READING TEXT
──────
ED February 22, 2014 1:35 PM

Shouldn’t we start by criminalizing lies in media and in politics? Or by educating new generations to be truthful and honest? Otherwise this is just another mass control indicator.

p.s. a similar project exists: the EMM (European Media Monitoring), a news-normalizing Internet spider which has already found practical applications.

skeptical February 23, 2014 10:48 AM

“speculation — such as whether interest rates might rise”

Do we really need an algorithm to identify speculation? How would a computer know what is speculative without access to whatever statistical data is required to distinguish between speculation and legitimate forecasting?

“controversy — as over the MMR vaccine”

Do we need an algorithm to identify controversy? Do we care at all about why it’s controversial and whether or not there’s any good reason for it? Assuming the idea is to identify controversy at an early stage, I can see it being used more to better manipulate the public than to better address the facts behind a controversy.

“misinformation, where something untrue is spread unwittingly”

Such as, say, information suggesting a link between the MMR vaccine and autism? Unless that’s meant to be merely “controversial”?

“and disinformation, where it’s done with malicious intent”

First you would need to know the source of the information, which is often not publicly available and difficult to deduce. Then you would need to know the source’s “secret agenda”, for otherwise how would you distinguish between “malicious intent” and self deception?
──────
ENTRIES SUPPLIED
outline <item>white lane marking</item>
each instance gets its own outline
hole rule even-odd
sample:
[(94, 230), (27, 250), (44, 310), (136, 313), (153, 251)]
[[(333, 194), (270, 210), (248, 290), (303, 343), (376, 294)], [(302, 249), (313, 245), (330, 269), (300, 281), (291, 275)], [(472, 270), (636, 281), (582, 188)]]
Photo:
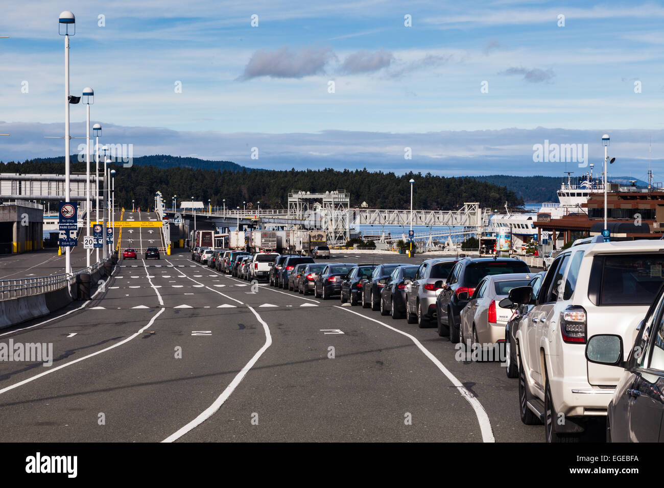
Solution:
[(471, 393), (468, 390), (463, 386), (456, 376), (452, 374), (452, 373), (448, 370), (445, 366), (441, 363), (436, 356), (432, 355), (428, 349), (427, 349), (422, 343), (417, 340), (417, 339), (403, 331), (400, 331), (398, 329), (396, 329), (391, 325), (388, 325), (386, 323), (384, 323), (379, 320), (376, 319), (373, 319), (371, 317), (367, 317), (367, 315), (363, 315), (361, 313), (359, 313), (354, 310), (349, 310), (346, 308), (342, 308), (339, 305), (334, 305), (335, 307), (338, 308), (341, 310), (344, 310), (347, 312), (350, 312), (351, 313), (354, 313), (356, 315), (359, 315), (363, 318), (367, 319), (367, 320), (371, 320), (376, 323), (380, 324), (383, 327), (387, 327), (390, 330), (397, 332), (402, 335), (405, 335), (406, 337), (410, 339), (418, 349), (420, 349), (424, 355), (426, 356), (436, 366), (440, 369), (442, 373), (448, 377), (448, 379), (454, 384), (459, 392), (461, 393), (461, 396), (465, 398), (466, 401), (470, 404), (470, 406), (473, 407), (473, 410), (475, 410), (475, 414), (477, 417), (477, 422), (479, 423), (479, 430), (482, 433), (482, 440), (485, 442), (495, 442), (495, 438), (493, 437), (493, 432), (491, 430), (491, 423), (489, 420), (489, 416), (487, 414), (486, 410), (484, 410), (484, 407), (482, 406), (482, 404), (475, 397), (475, 396)]
[(145, 269), (145, 276), (147, 277), (147, 281), (150, 282), (150, 286), (152, 287), (152, 289), (155, 290), (155, 293), (157, 293), (157, 297), (159, 300), (159, 305), (163, 307), (164, 301), (161, 298), (161, 295), (159, 293), (159, 291), (155, 287), (154, 284), (152, 283), (152, 280), (150, 278), (150, 274), (147, 272), (147, 264), (145, 263), (145, 260), (141, 258), (141, 260), (143, 262), (143, 267)]
[[(167, 262), (167, 263), (170, 263), (171, 262), (170, 262), (170, 261), (169, 261), (168, 260), (166, 260), (166, 262)], [(197, 284), (199, 284), (199, 285), (203, 285), (203, 284), (201, 283), (200, 282), (197, 282), (197, 281), (196, 281), (196, 280), (194, 280), (193, 278), (189, 278), (189, 276), (187, 276), (187, 275), (183, 275), (183, 276), (184, 276), (184, 277), (185, 277), (185, 278), (187, 278), (187, 280), (191, 280), (191, 281), (193, 281), (193, 282), (194, 283), (197, 283)], [(205, 285), (203, 285), (203, 286), (205, 286)], [(205, 287), (206, 287), (206, 288), (207, 288), (207, 289), (209, 289), (209, 290), (211, 290), (211, 291), (214, 291), (214, 293), (219, 293), (219, 294), (220, 294), (220, 295), (222, 295), (222, 297), (226, 297), (226, 298), (228, 298), (228, 299), (230, 299), (230, 300), (232, 300), (233, 301), (236, 301), (236, 302), (238, 302), (238, 303), (240, 303), (240, 305), (244, 305), (244, 302), (242, 302), (242, 301), (240, 301), (240, 300), (236, 300), (236, 299), (235, 299), (234, 298), (233, 298), (232, 297), (229, 297), (229, 296), (228, 296), (228, 295), (226, 295), (226, 294), (224, 294), (224, 293), (222, 293), (221, 291), (216, 291), (216, 289), (214, 289), (214, 288), (210, 288), (210, 287), (209, 286), (205, 286)]]
[(165, 309), (165, 309), (165, 308), (159, 309), (159, 311), (158, 312), (157, 312), (157, 313), (155, 314), (152, 317), (151, 319), (150, 319), (150, 321), (147, 323), (147, 325), (146, 325), (145, 327), (141, 327), (141, 329), (139, 329), (137, 332), (132, 334), (131, 335), (130, 335), (129, 337), (128, 337), (127, 339), (124, 339), (123, 341), (120, 341), (119, 343), (114, 344), (112, 346), (109, 346), (108, 347), (106, 347), (106, 348), (104, 348), (103, 349), (100, 349), (100, 351), (96, 351), (95, 353), (92, 353), (92, 354), (88, 354), (87, 356), (84, 356), (82, 358), (78, 358), (78, 359), (74, 359), (73, 361), (70, 361), (69, 363), (65, 363), (64, 365), (60, 365), (60, 366), (56, 366), (55, 368), (53, 368), (52, 369), (49, 369), (48, 371), (44, 371), (44, 372), (39, 373), (39, 374), (36, 374), (34, 376), (31, 376), (30, 378), (25, 379), (23, 381), (19, 381), (18, 383), (15, 383), (14, 384), (11, 384), (9, 386), (6, 386), (6, 387), (2, 388), (1, 390), (0, 390), (0, 394), (2, 394), (3, 393), (5, 393), (5, 392), (8, 392), (10, 390), (13, 390), (15, 388), (18, 388), (19, 386), (24, 385), (26, 383), (29, 383), (30, 382), (34, 381), (35, 380), (36, 380), (36, 379), (37, 379), (39, 378), (41, 378), (42, 376), (46, 376), (46, 374), (50, 374), (52, 372), (54, 372), (57, 371), (58, 369), (62, 369), (62, 368), (66, 368), (68, 366), (71, 366), (72, 365), (76, 364), (76, 363), (78, 363), (80, 361), (82, 361), (83, 360), (87, 359), (88, 358), (91, 358), (93, 356), (96, 356), (98, 354), (101, 354), (102, 353), (106, 353), (107, 351), (110, 351), (111, 349), (115, 349), (116, 347), (118, 347), (118, 346), (121, 346), (123, 344), (129, 342), (129, 341), (131, 341), (131, 339), (133, 339), (134, 337), (136, 337), (139, 334), (141, 334), (143, 333), (143, 331), (145, 331), (146, 329), (147, 329), (149, 327), (151, 327), (152, 324), (154, 323), (155, 320), (156, 320), (157, 317), (159, 317), (160, 315), (161, 315), (163, 313), (164, 310), (165, 310)]
[(185, 434), (193, 430), (193, 429), (195, 429), (214, 415), (217, 410), (221, 408), (221, 406), (224, 404), (224, 402), (228, 400), (228, 397), (230, 396), (230, 394), (233, 392), (235, 388), (237, 388), (238, 385), (242, 382), (243, 379), (244, 379), (244, 376), (246, 376), (249, 370), (254, 366), (254, 365), (256, 364), (259, 358), (263, 355), (263, 353), (267, 351), (268, 348), (272, 344), (272, 336), (270, 333), (270, 327), (268, 327), (268, 324), (266, 324), (265, 321), (260, 318), (260, 315), (256, 313), (256, 310), (251, 307), (248, 307), (248, 308), (252, 311), (252, 313), (254, 315), (256, 315), (256, 318), (258, 319), (258, 321), (260, 322), (261, 325), (263, 326), (263, 331), (265, 332), (265, 344), (264, 344), (263, 347), (258, 349), (256, 353), (254, 355), (254, 357), (252, 357), (249, 362), (244, 365), (244, 367), (242, 368), (240, 372), (238, 372), (235, 378), (233, 378), (233, 380), (230, 382), (230, 384), (226, 387), (226, 389), (220, 395), (219, 395), (212, 405), (208, 406), (207, 409), (205, 409), (205, 410), (201, 412), (199, 416), (181, 428), (177, 432), (171, 434), (167, 438), (164, 439), (162, 442), (173, 442), (173, 441), (177, 440)]

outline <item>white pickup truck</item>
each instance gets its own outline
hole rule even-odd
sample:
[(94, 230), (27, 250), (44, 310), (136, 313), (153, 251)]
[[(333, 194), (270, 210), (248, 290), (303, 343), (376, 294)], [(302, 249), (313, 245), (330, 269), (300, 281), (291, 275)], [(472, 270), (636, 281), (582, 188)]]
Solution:
[(268, 280), (270, 270), (274, 266), (274, 262), (279, 256), (276, 252), (258, 252), (254, 255), (254, 259), (249, 263), (249, 279)]

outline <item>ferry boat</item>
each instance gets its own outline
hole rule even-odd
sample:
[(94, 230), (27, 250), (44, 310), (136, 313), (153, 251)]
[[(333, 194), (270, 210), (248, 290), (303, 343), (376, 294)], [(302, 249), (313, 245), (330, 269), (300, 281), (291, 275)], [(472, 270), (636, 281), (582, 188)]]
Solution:
[(543, 203), (536, 212), (510, 213), (506, 203), (506, 213), (491, 215), (486, 234), (495, 238), (497, 250), (525, 254), (526, 244), (537, 239), (537, 229), (533, 223), (536, 220), (548, 220), (560, 218), (564, 215), (587, 213), (582, 204), (588, 202), (591, 193), (604, 189), (601, 180), (593, 177), (594, 165), (590, 166), (590, 171), (578, 178), (572, 178), (571, 173), (567, 173), (566, 181), (563, 180), (556, 192), (557, 203)]

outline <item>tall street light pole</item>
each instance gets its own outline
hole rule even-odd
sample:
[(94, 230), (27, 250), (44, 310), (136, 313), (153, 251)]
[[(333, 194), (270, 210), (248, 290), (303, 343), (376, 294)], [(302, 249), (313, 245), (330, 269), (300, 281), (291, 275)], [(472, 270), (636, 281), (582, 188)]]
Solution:
[[(99, 136), (102, 135), (102, 126), (96, 123), (92, 126), (92, 133), (94, 134), (96, 138), (94, 144), (94, 195), (95, 200), (96, 201), (96, 215), (95, 216), (95, 220), (97, 223), (99, 223)], [(104, 235), (104, 231), (102, 232), (102, 242), (103, 243), (104, 240), (106, 238), (106, 236)], [(102, 244), (103, 245), (103, 244)], [(99, 262), (99, 248), (96, 248), (95, 252), (96, 253), (96, 262)]]
[[(413, 230), (413, 183), (415, 183), (415, 180), (412, 178), (410, 179), (410, 230)], [(410, 232), (408, 232), (410, 234)], [(412, 238), (410, 236), (408, 236), (408, 246), (410, 248), (410, 251), (408, 252), (408, 257), (411, 256), (413, 250), (413, 242)]]
[[(115, 244), (116, 240), (116, 170), (111, 170), (111, 228), (113, 229), (113, 232), (111, 234), (113, 236), (113, 244)], [(110, 253), (113, 254), (113, 247), (111, 247)]]
[[(83, 89), (83, 103), (86, 106), (86, 151), (85, 151), (85, 200), (86, 200), (86, 219), (88, 229), (86, 231), (86, 236), (90, 237), (90, 106), (94, 103), (94, 91), (86, 86)], [(90, 255), (92, 251), (90, 249), (85, 250), (86, 266), (90, 268)]]
[(608, 171), (609, 157), (607, 155), (607, 148), (611, 139), (608, 134), (602, 136), (602, 143), (604, 145), (604, 230), (606, 230), (606, 173)]
[[(69, 187), (69, 26), (71, 25), (76, 34), (76, 17), (68, 10), (65, 10), (60, 14), (58, 19), (58, 33), (64, 36), (64, 200), (69, 201), (71, 197)], [(64, 34), (62, 33), (62, 26), (64, 27)], [(71, 248), (67, 246), (64, 250), (64, 272), (70, 274), (72, 272)]]

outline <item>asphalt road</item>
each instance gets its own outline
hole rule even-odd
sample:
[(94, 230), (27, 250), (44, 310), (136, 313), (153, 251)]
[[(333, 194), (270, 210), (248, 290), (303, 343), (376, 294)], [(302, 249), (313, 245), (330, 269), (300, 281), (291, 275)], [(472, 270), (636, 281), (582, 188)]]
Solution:
[[(457, 361), (435, 329), (252, 292), (190, 256), (121, 260), (94, 299), (0, 331), (54, 357), (0, 362), (0, 441), (543, 441), (517, 380)], [(421, 258), (332, 261), (374, 260)]]

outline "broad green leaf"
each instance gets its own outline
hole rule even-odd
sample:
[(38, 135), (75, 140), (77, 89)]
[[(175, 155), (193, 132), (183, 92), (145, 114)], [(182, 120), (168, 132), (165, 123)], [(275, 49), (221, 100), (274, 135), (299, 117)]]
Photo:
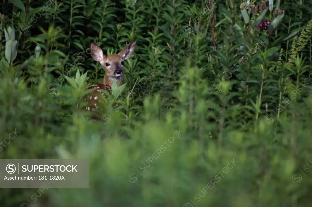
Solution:
[(25, 12), (25, 6), (21, 0), (9, 0), (8, 1), (18, 8), (20, 9), (22, 11), (24, 12)]
[(246, 24), (248, 24), (249, 22), (249, 15), (248, 14), (247, 10), (246, 10), (246, 9), (244, 9), (242, 10), (241, 10), (241, 14), (243, 15), (244, 20), (245, 21), (245, 23)]
[(280, 24), (282, 22), (283, 18), (284, 17), (284, 14), (280, 14), (276, 17), (274, 20), (270, 24), (268, 28), (268, 32), (270, 34), (272, 34), (275, 29), (277, 28)]
[(262, 12), (261, 13), (261, 14), (260, 14), (259, 17), (257, 18), (256, 21), (255, 21), (255, 23), (254, 23), (253, 25), (252, 25), (253, 27), (254, 28), (256, 27), (257, 25), (260, 23), (260, 22), (262, 21), (262, 20), (264, 18), (264, 17), (266, 16), (266, 12), (268, 11), (268, 8), (266, 8), (265, 9), (262, 11)]
[(17, 40), (9, 40), (5, 44), (5, 58), (10, 64), (12, 63), (17, 55)]
[(302, 29), (302, 27), (300, 28), (298, 28), (298, 29), (296, 29), (295, 30), (294, 30), (291, 33), (283, 39), (283, 41), (286, 41), (289, 39), (290, 39), (293, 37), (294, 36), (296, 35), (298, 32), (300, 31), (300, 30)]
──────
BRIEF
Extend the comment thread above about detecting speculation, controversy, misinformation and disinformation, starting after its final sentence.

ANSWER SPACE
Skeptical February 23, 2014 3:48 PM

I may need to come up with a more unusual pseudonym!

@skeptical: From the program description, it would typically be used for running down a statement propagating through social networks. If the source is an anonymous commenter saying something like “I heard…” then the statement could quickly be classified as a rumor.

If however the source is found to be someone’s Facebook page with telling video/pictures, or a reliable journalist, etc., then the statement can be shifted into the likely fact realm.

This actually made me think of a xkcd comic.

Such a program might be useful in breaking those loops.

keith A February 24, 2014 3:41 AM

At first thought this looks like it should be used for debunking, BUT the final line hints at a more dubious use.

“a visual dashboard, to enable them to easily see whether a rumour is taking hold.”

Only 2 groups would need to use that tool.
1) Those that make and spread rumours (politicians, businesses, advertisers, media, scammers, etc)
2) Those that feed on the rumours (media / scammers, etc)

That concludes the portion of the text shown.